- _Passage provided_
# # #

BioWorld International Correspondent

LONDON - A peptide that is found naturally in human blood is capable of preventing the human immunodeficiency virus (HIV-1) from infecting human cells. Understanding just how it does this could lead to a new class of anti-HIV drugs and perhaps even drugs to treat other viruses, too.

In laboratory tests, the peptide could inhibit strains of HIV-1 that were known to be resistant to existing drugs. Chemical alterations to the peptide were able to increase the strength of its antiviral properties by a factor of 200.

Frank Kirchhoff, professor of virology at the University of Ulm in Germany, told BioWorld International: "Although there are now about 20 different drugs approved by the U.S. Food and Drug Administration for the treatment of HIV-1 and AIDS, they all belong to four groups. The emergence of multidrug resistance is an increasing problem, so that there is an urgent need for drugs targeting new regions of the virus, which we hope to develop by further study and modification of our peptides."

Kirchhoff and his collaborators reported their findings in a paper in the April 20 issue of Cell titled: "Discovery and Optimization of a Natural HIV-1 Entry Inhibitor Targeting the gp41 Fusion Peptide".

Scientists have known of the presence in human blood of natural inhibitors of HIV-1 for decades, but it has frequently been difficult to purify or characterize antiviral compounds released from human cells. More recently, researchers, including companies such as IPF Pharmaceuticals GmbH, of Hanover, Germany, have developed the technology for separating peptides from haemofiltrate - the fluid filtered from the blood of patients having kidney dialysis.

Haemofiltrate is available in huge quantities, and contains more than a million different peptides and small proteins, including chemokines, defensins, cytokines and hormones.

When Kirchhoff heard a talk some years ago by Wolf-Georg Forssmann of IPF Pharmaceuticals, who is joint senior author of the Cell paper, he decided that this type of resource would be the perfect way to identify some of the antiviral compounds present in human blood.

He and his colleagues screened a peptide library generated from human haemofiltrate for molecules with antiviral activity. They found that the fraction with the most potent antiviral activity contained a peptide of 20 amino acids. That peptide corresponded to the end of a molecule called alpha-1 antitrypsin, which is a serine protease inhibitor.

The peptide has been called virus-inhibitory peptide, or VIRIP.

After extensive investigations, Kirchhoff and his colleagues established that VIRIP targets a region of HIV-1 called the fusion peptide. Normally, the fusion peptide, which is highly hydrophobic, is hidden in the viral envelope glycoprotein. During the process of infection, the fusion peptide becomes inserted into the membrane of the host cell, acting like an anchor.

"We found that VIRIP binds directly to this region of the viral glycoprotein and most likely blocks its insertion into the host cell membrane," Kirchhoff said. "As a consequence, the viral membrane cannot fuse with the host cell membrane."

The team went on to generate and analyze a large variety of VIRIP variants. "We were surprised that VIRIP was so specific," Kirchhoff said. "We found that if you make it just one amino acid longer or shorter, it completely loses its activity. By changing a few amino acids within it, we were able to increase its antiretroviral potency by two orders of magnitude."

Preclinical studies carried out to date suggested that VIRIP is reasonably stable and non-toxic. The team hopes to progress to Phase I clinical trials by next year.

Kirchhoff hypothesizes that because VIRIP works outside the cell, it may have fewer side effects than other inhibitors that work inside the cell.

So far, the researchers have found it difficult to generate variants of HIV-1 that are resistant to VIRIP. Kirchhoff said: "It is fair to say that it is not very easy for the virus to develop resistance to it, but - given that HIV has so far become resistant to every inhibitor that is available - it would be naïve to think that the virus would not develop resistance to VIRIP, too."

One of the team's goals is to find out if it can improve further on VIRIP's antiviral potency by generating peptides that bind to the HIV-1 fusion protein even better. "In addition," Kirchhoff added, "because peptides need to be injected intravenously, they are not ideal as drugs. In the very long term, it may be possible to use the information on the structure and the contact points between VIRIP and the fusion peptide to generate other antiretroviral drugs that target this region but are not peptides."

# # #

- _Study material_
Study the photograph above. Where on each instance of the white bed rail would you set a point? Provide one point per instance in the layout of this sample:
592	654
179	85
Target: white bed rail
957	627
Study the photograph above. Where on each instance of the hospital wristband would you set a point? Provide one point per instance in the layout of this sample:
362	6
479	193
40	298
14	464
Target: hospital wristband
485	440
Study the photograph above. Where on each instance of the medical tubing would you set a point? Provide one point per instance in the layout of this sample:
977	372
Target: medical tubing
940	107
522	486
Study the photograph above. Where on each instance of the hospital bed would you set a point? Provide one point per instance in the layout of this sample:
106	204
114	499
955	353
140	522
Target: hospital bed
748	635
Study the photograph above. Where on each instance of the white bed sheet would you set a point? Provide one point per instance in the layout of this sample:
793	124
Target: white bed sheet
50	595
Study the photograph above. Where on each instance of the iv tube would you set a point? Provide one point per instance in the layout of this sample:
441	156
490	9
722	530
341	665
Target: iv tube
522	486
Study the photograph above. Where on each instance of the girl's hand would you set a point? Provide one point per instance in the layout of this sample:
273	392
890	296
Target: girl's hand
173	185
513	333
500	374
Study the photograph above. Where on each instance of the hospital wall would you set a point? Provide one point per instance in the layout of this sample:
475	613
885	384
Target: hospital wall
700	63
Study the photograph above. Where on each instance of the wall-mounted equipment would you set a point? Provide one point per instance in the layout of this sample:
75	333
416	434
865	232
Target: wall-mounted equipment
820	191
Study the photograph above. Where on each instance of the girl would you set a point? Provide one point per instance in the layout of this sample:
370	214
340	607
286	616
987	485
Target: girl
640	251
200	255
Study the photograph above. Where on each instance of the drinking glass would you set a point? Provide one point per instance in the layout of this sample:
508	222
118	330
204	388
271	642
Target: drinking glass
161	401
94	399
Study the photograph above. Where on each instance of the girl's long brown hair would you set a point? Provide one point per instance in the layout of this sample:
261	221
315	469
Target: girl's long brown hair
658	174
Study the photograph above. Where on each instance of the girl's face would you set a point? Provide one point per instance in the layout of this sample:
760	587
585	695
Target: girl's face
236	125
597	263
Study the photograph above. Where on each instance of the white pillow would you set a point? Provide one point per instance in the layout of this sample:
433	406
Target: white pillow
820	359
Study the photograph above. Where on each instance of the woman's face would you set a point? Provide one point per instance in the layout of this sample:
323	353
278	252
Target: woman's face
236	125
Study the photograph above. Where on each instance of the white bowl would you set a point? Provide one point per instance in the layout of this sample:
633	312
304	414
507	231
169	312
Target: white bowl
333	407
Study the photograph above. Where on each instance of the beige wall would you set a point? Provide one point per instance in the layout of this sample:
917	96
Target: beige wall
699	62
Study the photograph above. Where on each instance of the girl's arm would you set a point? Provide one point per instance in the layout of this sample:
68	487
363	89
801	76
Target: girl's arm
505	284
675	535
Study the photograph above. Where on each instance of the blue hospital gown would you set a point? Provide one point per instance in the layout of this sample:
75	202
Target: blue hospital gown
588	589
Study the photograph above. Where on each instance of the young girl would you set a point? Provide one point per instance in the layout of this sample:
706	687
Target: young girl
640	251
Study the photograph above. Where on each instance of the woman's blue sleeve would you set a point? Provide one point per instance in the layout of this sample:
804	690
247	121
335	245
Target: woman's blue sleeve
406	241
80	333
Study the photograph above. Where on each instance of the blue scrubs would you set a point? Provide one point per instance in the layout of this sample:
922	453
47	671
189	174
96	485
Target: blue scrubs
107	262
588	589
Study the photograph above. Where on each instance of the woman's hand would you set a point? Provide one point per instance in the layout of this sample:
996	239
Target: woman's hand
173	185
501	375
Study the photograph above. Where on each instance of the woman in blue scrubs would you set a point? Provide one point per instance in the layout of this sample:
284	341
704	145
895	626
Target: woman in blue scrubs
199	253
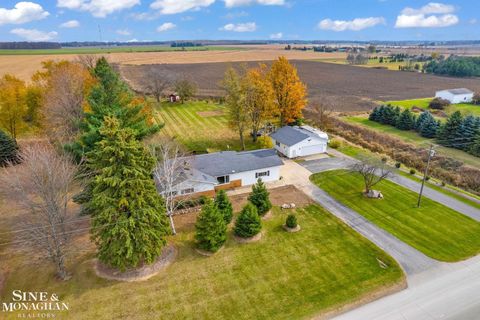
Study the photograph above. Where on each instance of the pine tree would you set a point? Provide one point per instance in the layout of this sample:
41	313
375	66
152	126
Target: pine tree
8	149
211	230
248	223
260	197
406	120
450	130
129	223
224	206
429	128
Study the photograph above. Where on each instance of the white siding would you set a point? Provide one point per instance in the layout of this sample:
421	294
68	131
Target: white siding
248	177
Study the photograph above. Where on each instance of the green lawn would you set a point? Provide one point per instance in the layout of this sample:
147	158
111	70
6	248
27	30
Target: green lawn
434	229
200	126
416	139
283	276
112	49
464	108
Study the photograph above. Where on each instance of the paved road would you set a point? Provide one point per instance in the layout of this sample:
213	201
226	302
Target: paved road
342	162
412	261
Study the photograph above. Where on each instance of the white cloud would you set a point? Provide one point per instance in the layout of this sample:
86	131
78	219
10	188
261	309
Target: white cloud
432	15
70	24
352	25
123	32
238	3
34	34
166	26
178	6
276	36
98	8
22	12
240	27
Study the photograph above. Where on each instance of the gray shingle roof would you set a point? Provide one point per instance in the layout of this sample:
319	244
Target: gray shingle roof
228	162
288	136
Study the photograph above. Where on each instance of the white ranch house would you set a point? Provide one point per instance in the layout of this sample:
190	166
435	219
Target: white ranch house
460	95
301	141
207	173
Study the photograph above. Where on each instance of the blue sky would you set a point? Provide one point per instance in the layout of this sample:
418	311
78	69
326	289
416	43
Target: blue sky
124	20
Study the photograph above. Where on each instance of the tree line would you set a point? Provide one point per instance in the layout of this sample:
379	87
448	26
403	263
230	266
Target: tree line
458	131
258	95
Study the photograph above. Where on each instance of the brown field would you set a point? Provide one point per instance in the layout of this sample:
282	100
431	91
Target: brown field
346	88
23	66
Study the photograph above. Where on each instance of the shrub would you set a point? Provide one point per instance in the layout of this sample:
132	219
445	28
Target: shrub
260	197
291	221
334	144
438	104
211	230
8	149
248	222
224	206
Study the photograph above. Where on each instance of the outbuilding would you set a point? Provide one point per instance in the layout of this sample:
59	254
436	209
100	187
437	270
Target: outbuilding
460	95
301	141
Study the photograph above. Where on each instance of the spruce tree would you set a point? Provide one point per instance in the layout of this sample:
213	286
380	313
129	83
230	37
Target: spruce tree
260	197
248	223
8	149
129	223
211	230
224	206
448	132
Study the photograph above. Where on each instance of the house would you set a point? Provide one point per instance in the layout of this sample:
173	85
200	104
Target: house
207	173
174	97
300	141
461	95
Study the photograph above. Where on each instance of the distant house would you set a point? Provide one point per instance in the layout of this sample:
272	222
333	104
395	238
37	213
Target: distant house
461	95
207	173
301	141
174	97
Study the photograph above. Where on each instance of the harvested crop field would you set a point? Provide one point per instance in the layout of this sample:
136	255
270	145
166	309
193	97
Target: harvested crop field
24	66
346	88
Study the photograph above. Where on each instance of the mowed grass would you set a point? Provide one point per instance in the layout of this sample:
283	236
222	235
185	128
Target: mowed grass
200	126
464	108
283	276
435	230
416	139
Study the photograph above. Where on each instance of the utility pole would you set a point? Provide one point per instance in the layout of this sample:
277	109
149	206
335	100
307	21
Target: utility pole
431	153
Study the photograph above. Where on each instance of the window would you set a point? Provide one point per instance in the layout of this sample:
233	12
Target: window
188	190
262	174
223	179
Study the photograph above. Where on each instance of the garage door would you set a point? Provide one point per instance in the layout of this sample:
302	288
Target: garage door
309	150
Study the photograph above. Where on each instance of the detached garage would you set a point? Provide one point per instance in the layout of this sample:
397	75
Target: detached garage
302	141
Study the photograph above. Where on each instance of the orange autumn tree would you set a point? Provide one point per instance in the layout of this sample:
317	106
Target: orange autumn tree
290	93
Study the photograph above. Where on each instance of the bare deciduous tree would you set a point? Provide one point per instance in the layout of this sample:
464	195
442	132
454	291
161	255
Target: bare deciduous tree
372	171
156	84
170	172
41	186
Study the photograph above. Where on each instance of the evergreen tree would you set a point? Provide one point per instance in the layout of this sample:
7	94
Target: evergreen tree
449	132
211	230
224	206
8	149
129	223
248	222
260	197
406	120
429	128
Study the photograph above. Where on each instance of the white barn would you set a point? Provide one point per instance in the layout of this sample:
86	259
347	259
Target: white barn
207	173
301	141
460	95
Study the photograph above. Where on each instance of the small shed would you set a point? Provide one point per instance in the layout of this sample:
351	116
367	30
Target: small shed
460	95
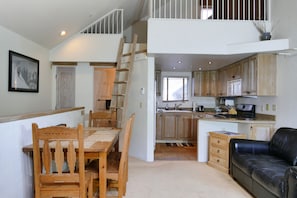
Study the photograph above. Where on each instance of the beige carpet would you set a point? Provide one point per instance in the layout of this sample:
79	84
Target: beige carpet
179	179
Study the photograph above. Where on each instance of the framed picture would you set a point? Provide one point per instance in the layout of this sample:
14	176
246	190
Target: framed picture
23	73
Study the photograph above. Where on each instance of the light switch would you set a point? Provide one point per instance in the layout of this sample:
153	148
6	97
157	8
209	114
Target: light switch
142	91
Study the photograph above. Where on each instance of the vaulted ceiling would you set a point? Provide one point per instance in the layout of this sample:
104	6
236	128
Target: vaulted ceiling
42	21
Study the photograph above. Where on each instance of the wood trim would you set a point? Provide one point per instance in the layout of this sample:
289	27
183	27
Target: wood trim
33	115
65	63
109	64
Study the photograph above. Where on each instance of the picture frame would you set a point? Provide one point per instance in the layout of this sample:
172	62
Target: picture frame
23	73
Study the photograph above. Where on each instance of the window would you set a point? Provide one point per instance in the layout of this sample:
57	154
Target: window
175	88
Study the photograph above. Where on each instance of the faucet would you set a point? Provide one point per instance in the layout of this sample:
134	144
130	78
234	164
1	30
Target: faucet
176	106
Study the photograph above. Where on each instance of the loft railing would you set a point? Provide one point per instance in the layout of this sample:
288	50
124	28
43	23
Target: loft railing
111	23
211	9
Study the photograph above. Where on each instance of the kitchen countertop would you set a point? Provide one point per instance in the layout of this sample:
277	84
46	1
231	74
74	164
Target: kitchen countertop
210	116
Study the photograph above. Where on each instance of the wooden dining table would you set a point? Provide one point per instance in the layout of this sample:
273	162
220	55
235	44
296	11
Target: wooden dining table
98	142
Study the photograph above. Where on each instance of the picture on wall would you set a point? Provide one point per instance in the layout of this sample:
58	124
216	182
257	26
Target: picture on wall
23	73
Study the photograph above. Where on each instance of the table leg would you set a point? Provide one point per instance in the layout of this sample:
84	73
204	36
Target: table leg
102	174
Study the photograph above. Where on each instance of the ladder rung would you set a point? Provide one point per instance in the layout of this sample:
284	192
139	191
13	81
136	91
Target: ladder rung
122	69
122	95
116	107
127	54
125	62
120	82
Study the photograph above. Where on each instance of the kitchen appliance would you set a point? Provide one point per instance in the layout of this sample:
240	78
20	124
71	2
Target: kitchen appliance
200	108
246	111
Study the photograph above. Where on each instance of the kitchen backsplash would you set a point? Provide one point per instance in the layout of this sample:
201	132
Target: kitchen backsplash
207	102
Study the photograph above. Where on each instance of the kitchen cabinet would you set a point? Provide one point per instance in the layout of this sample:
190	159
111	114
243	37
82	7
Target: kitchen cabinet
222	82
175	126
234	71
259	75
158	82
258	131
219	149
169	126
205	83
184	127
158	126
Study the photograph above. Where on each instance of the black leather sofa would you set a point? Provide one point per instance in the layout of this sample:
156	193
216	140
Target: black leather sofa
266	168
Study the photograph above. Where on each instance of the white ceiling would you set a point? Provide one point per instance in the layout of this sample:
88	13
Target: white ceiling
42	22
194	62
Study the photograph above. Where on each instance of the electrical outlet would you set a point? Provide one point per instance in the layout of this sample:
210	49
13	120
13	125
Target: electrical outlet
274	107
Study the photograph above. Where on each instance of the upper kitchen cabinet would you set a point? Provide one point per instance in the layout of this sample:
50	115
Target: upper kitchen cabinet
205	83
226	77
158	82
234	71
222	82
259	75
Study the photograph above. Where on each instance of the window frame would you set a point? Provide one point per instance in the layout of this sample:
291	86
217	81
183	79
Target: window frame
185	91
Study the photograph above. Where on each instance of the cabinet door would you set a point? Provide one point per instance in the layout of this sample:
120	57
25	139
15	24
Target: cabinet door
222	82
266	82
249	80
158	126
205	83
253	79
261	131
158	82
197	78
168	126
184	127
213	78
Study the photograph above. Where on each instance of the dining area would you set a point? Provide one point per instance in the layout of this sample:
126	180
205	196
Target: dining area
79	161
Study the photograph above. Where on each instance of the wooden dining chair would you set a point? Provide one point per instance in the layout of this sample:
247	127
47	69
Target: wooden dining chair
53	147
117	163
102	119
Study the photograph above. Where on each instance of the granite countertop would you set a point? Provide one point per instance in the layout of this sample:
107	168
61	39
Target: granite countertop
210	115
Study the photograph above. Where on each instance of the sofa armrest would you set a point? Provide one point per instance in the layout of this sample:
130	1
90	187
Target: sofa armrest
249	146
291	182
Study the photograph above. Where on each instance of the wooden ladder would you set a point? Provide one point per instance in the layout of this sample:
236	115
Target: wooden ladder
125	62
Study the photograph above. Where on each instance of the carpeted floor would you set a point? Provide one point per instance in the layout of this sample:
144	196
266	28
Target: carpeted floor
173	151
179	179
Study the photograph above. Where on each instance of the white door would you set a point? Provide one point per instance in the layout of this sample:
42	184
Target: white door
65	87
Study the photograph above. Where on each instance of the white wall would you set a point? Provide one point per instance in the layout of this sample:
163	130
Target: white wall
208	102
283	18
13	103
171	36
87	48
143	106
16	166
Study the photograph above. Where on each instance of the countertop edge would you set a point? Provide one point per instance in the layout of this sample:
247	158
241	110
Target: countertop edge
239	121
39	114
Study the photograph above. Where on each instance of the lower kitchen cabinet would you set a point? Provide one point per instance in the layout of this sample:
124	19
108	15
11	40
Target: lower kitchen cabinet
175	126
258	131
169	129
184	127
218	149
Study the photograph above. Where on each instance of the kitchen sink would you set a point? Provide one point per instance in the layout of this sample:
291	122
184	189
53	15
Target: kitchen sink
174	111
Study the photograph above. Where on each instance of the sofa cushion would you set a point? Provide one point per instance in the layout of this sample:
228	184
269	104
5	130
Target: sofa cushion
271	178
248	162
283	144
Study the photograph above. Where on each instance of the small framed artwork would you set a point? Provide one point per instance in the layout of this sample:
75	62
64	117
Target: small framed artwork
23	73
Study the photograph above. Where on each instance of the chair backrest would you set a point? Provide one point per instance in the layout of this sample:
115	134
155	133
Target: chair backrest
126	144
52	147
102	119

# # #

- _Task brief_
Please answer these three questions using the article on the VIRIP peptide:
1. By what factor did chemical alterations increase the strength of the peptide's antiviral properties?
2. How many amino acids long was the peptide found in the fraction with the most potent antiviral activity?
3. In which issue of which journal did Kirchhoff and his collaborators report their findings?

- _Task output_
1. By a factor of 200.
2. 20 amino acids.
3. The April 20 issue of Cell.